--- Entries supplied Enclosed Below ---

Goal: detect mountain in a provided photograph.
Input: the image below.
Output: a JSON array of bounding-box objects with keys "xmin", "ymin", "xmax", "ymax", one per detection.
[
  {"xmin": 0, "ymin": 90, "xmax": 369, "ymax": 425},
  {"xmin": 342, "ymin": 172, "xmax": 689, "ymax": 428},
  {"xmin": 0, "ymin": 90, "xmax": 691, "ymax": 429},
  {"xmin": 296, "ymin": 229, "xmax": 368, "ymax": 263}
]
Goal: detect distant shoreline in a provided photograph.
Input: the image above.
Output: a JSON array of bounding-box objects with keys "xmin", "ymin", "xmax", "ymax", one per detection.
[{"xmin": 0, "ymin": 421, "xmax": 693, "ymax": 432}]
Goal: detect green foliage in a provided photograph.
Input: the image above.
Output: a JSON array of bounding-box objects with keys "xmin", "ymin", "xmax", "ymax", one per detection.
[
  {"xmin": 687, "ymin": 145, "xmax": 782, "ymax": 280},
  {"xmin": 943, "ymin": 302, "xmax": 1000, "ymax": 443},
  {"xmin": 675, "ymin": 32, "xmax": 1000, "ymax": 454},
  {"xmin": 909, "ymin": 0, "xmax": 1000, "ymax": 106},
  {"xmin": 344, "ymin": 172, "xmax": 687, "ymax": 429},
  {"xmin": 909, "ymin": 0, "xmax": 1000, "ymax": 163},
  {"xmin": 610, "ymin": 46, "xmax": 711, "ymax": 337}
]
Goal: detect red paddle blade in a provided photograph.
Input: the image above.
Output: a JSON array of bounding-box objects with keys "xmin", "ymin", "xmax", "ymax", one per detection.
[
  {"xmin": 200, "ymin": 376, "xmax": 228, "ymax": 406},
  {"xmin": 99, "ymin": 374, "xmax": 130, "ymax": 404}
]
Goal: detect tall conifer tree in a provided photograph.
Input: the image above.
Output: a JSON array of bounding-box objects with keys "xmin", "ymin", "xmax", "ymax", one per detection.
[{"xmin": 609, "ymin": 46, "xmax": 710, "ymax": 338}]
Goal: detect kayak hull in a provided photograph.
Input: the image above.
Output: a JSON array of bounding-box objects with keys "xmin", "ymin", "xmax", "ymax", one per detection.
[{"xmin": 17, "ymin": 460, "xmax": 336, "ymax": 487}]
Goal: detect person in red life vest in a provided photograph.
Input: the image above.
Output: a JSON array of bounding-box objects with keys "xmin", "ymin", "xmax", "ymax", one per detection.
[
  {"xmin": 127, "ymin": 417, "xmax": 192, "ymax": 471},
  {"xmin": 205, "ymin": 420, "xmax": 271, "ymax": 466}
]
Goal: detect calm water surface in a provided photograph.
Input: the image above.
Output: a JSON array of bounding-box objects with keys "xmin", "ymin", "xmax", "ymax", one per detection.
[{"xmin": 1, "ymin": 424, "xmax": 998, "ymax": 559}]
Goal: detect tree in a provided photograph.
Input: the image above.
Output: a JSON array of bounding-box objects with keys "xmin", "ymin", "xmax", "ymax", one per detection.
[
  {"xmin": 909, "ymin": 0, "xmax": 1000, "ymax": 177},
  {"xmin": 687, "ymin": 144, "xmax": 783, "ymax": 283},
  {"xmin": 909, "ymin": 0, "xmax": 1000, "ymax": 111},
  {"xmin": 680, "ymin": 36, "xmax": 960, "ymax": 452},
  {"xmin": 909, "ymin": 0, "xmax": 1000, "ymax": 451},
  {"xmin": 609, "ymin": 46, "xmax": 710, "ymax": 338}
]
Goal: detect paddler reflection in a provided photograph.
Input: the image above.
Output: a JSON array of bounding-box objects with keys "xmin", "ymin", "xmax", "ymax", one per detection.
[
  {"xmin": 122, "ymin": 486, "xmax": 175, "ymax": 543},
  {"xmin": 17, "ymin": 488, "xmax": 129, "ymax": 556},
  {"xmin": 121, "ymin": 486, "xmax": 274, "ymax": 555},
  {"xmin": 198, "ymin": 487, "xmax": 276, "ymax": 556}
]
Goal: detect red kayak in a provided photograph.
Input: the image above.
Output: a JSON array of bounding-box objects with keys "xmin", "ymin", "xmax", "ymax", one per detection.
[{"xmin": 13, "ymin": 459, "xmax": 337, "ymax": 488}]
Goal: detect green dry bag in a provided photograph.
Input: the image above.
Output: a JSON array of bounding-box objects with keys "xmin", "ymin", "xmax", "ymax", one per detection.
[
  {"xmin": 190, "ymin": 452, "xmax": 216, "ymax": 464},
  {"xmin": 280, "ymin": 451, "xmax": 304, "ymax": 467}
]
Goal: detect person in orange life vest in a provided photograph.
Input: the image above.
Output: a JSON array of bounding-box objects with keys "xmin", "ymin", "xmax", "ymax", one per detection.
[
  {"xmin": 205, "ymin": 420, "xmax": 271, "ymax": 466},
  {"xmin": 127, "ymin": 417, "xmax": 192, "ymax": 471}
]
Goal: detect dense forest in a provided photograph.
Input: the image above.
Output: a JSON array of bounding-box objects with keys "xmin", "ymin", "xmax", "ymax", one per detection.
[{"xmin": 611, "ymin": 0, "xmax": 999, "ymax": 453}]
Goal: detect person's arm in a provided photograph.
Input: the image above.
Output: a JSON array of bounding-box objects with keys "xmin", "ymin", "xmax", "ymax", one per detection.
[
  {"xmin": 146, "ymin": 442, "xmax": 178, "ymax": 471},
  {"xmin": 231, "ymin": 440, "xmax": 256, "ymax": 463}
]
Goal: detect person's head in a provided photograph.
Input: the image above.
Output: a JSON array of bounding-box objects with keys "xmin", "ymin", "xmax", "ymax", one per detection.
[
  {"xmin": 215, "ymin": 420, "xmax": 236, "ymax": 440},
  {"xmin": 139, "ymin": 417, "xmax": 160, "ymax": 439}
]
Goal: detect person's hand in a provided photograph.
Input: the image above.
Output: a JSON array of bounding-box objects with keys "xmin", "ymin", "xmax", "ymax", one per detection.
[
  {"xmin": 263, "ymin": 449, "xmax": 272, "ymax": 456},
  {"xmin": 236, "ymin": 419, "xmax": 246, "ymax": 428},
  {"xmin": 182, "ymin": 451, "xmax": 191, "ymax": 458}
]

--- End of Enclosed Entries supplied ---

All the data above should be restated in full, exactly.

Goal: detect mountain in a provided photograph.
Input: the image below.
Output: a JSON array of bounding-box objects with keys "xmin", "ymin", "xmax", "ymax", one per detection.
[
  {"xmin": 0, "ymin": 90, "xmax": 369, "ymax": 425},
  {"xmin": 342, "ymin": 172, "xmax": 689, "ymax": 428},
  {"xmin": 0, "ymin": 90, "xmax": 691, "ymax": 429},
  {"xmin": 296, "ymin": 229, "xmax": 368, "ymax": 263}
]
Goal: detect distant shoreline in a provided photograph.
Input: the image above.
Output: a JSON array of bounding-box objects with keys "xmin", "ymin", "xmax", "ymax", one per detection.
[{"xmin": 0, "ymin": 421, "xmax": 693, "ymax": 432}]
Goal: detect green foliage in a provided photograph.
Input: the image above.
Output: a JSON array of bounding-box objects with keys "xmin", "ymin", "xmax", "ymax", one per detection.
[
  {"xmin": 687, "ymin": 145, "xmax": 782, "ymax": 280},
  {"xmin": 943, "ymin": 302, "xmax": 1000, "ymax": 443},
  {"xmin": 675, "ymin": 32, "xmax": 1000, "ymax": 454},
  {"xmin": 909, "ymin": 0, "xmax": 1000, "ymax": 106},
  {"xmin": 344, "ymin": 172, "xmax": 687, "ymax": 429},
  {"xmin": 909, "ymin": 0, "xmax": 1000, "ymax": 163},
  {"xmin": 610, "ymin": 46, "xmax": 711, "ymax": 337}
]
Goal: detect red paddle blade in a provided photograph.
Input: the image above.
Output: a JSON array of bounding-box objects with keys "xmin", "ymin", "xmax", "ymax", one per detection.
[
  {"xmin": 200, "ymin": 376, "xmax": 228, "ymax": 406},
  {"xmin": 99, "ymin": 374, "xmax": 130, "ymax": 404}
]
Goal: detect tall conifer tree in a provided photograph.
Input: the image above.
Output: a JSON array of bounding-box objects with keys "xmin", "ymin", "xmax", "ymax", one per detection.
[{"xmin": 609, "ymin": 46, "xmax": 710, "ymax": 338}]
Goal: detect kayak hull in a provided photograph.
Input: the image above.
Output: a JSON array of bounding-box objects with keys "xmin", "ymin", "xmax", "ymax", one per detection.
[{"xmin": 17, "ymin": 460, "xmax": 336, "ymax": 487}]
Goal: detect person in red life vest in a provided photograph.
Input: the image above.
Output: a JSON array of bounding-box objects with keys "xmin", "ymin", "xmax", "ymax", one per detection.
[
  {"xmin": 127, "ymin": 417, "xmax": 192, "ymax": 471},
  {"xmin": 205, "ymin": 420, "xmax": 271, "ymax": 466}
]
Goal: detect calm water surface in a provided photograph.
Input: the image above.
Output: a JSON array of bounding-box objects with keys "xmin", "ymin", "xmax", "ymax", one per detection.
[{"xmin": 1, "ymin": 424, "xmax": 998, "ymax": 559}]
Goal: detect tree in a provided photograph.
Input: the image above.
Output: a JSON array of bounding-box objects with keys "xmin", "ymin", "xmax", "ymax", one per detection.
[
  {"xmin": 909, "ymin": 0, "xmax": 1000, "ymax": 177},
  {"xmin": 687, "ymin": 144, "xmax": 783, "ymax": 283},
  {"xmin": 909, "ymin": 0, "xmax": 1000, "ymax": 111},
  {"xmin": 680, "ymin": 36, "xmax": 960, "ymax": 452},
  {"xmin": 909, "ymin": 0, "xmax": 1000, "ymax": 451},
  {"xmin": 609, "ymin": 46, "xmax": 710, "ymax": 338}
]
Goal: detect paddler reflection in a provided photograph.
Input: the image above.
Output: a JSON array of bounding-box objects with keys "xmin", "ymin", "xmax", "ymax", one per detection.
[
  {"xmin": 122, "ymin": 486, "xmax": 175, "ymax": 543},
  {"xmin": 17, "ymin": 488, "xmax": 129, "ymax": 556},
  {"xmin": 121, "ymin": 486, "xmax": 274, "ymax": 555},
  {"xmin": 198, "ymin": 487, "xmax": 276, "ymax": 556}
]
Goal: detect red kayak in a provided photograph.
Input: the image above.
Output: a JSON array of bounding-box objects with keys "xmin", "ymin", "xmax", "ymax", one per detection.
[{"xmin": 13, "ymin": 459, "xmax": 337, "ymax": 488}]
Goal: detect green dry bag in a provided photograph.
Input: the image above.
Output: a JSON array of bounding-box objects with keys "xmin", "ymin", "xmax", "ymax", one per detection.
[
  {"xmin": 190, "ymin": 452, "xmax": 216, "ymax": 464},
  {"xmin": 280, "ymin": 451, "xmax": 304, "ymax": 467}
]
Goal: detect person in orange life vest in a provided photograph.
Input: the image above.
Output: a JSON array of bounding-box objects with keys "xmin", "ymin", "xmax", "ymax", one per detection.
[
  {"xmin": 205, "ymin": 420, "xmax": 271, "ymax": 466},
  {"xmin": 127, "ymin": 417, "xmax": 192, "ymax": 471}
]
Goal: detect dense forest in a provided photograph.
Input: the image above.
Output: a JSON array of bounding-box objects with keys "xmin", "ymin", "xmax", "ymax", one per detection.
[{"xmin": 611, "ymin": 0, "xmax": 999, "ymax": 453}]
Goal: detect person's arm in a provided photograph.
Input: the image above.
Output: a JSON array of bounding-box objects with keys "xmin", "ymin", "xmax", "ymax", one per detection.
[
  {"xmin": 146, "ymin": 442, "xmax": 178, "ymax": 471},
  {"xmin": 231, "ymin": 440, "xmax": 256, "ymax": 463}
]
Goal: detect person's head in a provided photograph.
Input: the image above.
Output: a JSON array of bounding-box objects with keys "xmin", "ymin", "xmax", "ymax", one per detection.
[
  {"xmin": 215, "ymin": 420, "xmax": 236, "ymax": 440},
  {"xmin": 139, "ymin": 417, "xmax": 160, "ymax": 439}
]
Goal: detect person's hand in a provided photograph.
Input: the image above.
Output: a JSON array of bounding-box objects with keys "xmin", "ymin", "xmax", "ymax", one per detection.
[
  {"xmin": 263, "ymin": 449, "xmax": 272, "ymax": 456},
  {"xmin": 236, "ymin": 419, "xmax": 246, "ymax": 428},
  {"xmin": 182, "ymin": 451, "xmax": 191, "ymax": 458}
]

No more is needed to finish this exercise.